■ Problem to solve:
Produce the full set of records below once more, exactly as they stand.

■ Given records:
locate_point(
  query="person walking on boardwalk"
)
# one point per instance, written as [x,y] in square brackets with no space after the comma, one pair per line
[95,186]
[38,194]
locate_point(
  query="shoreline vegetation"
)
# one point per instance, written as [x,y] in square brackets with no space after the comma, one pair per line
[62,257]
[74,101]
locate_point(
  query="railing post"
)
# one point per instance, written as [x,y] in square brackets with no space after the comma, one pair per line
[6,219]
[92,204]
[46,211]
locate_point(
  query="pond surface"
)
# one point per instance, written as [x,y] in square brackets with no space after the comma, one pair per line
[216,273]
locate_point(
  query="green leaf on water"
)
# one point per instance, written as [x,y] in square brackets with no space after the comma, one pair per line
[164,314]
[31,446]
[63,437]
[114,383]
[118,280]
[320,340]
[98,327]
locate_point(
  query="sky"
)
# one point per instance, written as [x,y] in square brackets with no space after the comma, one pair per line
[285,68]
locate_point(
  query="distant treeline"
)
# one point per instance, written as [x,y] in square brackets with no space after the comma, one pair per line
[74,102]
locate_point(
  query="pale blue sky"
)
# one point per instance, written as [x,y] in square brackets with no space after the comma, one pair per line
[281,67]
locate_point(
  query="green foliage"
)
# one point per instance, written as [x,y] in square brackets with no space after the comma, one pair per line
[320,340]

■ Exercise response:
locate_point(
  query="person walking on boardwalk"
)
# one point per instance, written as [x,y] in square brackets with no space after the comma, one pair per line
[95,186]
[38,194]
locate_point(
  query="shoreline vegetation"
)
# one point per instance, written as [x,y] in square brackets with no space after the comma, one pair per line
[62,257]
[74,101]
locate_point(
  query="railing post"
)
# one point per instance, written as [x,y] in square brackets with no space after the comma, one pair per line
[6,219]
[92,204]
[46,211]
locate_point(
  query="pond surface"
)
# one point per instance, written as [x,y] in square brackets with no space after the comma, one pair per line
[216,273]
locate_point(
  query="green leaf on water"
)
# one point per instance, written as [x,y] in square brackets with no space after the comma, one pair per line
[164,314]
[31,446]
[63,437]
[114,383]
[118,280]
[320,340]
[98,327]
locate_point(
  query="sky"
)
# one point per instance, written as [x,y] in square brackets with no space after the comma, one pair per line
[285,68]
locate_point(
  query="distant treeline"
)
# one point per instance, written as [x,y] in square brackets with no space after the comma, one pair per line
[74,102]
locate_point(
  query="pale blue sky"
)
# one point per instance, written as [x,y] in square brackets with no space after the comma, one pair per line
[281,67]
locate_point(
  query="green foliage"
)
# one point per instance, written as [x,y] in square brackets with no space after the comma, one pair per line
[320,340]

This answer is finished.